++++ EXERCISE INPUTS
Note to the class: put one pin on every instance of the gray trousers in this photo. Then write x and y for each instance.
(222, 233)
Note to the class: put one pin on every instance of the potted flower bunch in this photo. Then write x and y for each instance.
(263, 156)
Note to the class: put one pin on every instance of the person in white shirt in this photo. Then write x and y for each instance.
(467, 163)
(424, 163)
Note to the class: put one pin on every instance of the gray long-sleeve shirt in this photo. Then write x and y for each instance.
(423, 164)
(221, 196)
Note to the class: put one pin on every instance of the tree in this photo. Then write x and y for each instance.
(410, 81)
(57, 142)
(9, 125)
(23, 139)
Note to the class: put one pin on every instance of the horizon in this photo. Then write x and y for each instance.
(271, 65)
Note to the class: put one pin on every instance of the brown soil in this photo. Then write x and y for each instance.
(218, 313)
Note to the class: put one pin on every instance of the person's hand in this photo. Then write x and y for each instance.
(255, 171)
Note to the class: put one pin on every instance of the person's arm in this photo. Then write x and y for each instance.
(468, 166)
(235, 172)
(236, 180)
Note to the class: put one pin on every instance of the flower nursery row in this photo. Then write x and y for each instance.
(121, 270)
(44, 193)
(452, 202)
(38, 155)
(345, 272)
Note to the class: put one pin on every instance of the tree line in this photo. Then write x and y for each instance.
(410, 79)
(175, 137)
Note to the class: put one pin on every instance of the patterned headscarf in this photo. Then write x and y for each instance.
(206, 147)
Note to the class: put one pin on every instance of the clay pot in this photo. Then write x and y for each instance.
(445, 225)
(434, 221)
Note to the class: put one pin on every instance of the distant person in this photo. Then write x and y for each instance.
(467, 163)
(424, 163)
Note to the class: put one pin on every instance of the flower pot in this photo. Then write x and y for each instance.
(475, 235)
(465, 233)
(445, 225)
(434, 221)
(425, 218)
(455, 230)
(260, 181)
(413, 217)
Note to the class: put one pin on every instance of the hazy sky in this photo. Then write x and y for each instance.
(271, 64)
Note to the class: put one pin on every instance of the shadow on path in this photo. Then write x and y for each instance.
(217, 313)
++++++++
> [DIRECTIONS]: Give back everything from the line containing "of the distant" down to the end of the data above, copied word for word.

> [SOLUTION FOR THIS EXERCISE]:
Note to the class: put one pin on every instance of the distant person in this photo. Then write x and y for each instance.
(467, 163)
(424, 163)
Note to the class: put one pin on every instance of the flower pot in this photo. Then write x and y for each instance.
(475, 235)
(465, 233)
(445, 225)
(434, 221)
(425, 218)
(455, 230)
(260, 181)
(413, 217)
Note to the class: put one pin on every instance of the hazy sky in this photo. Then write x and y for each instance.
(271, 64)
Note to the class: put one pin on every instance of the shadow on path in this photo. Then write x and y for each instance.
(217, 313)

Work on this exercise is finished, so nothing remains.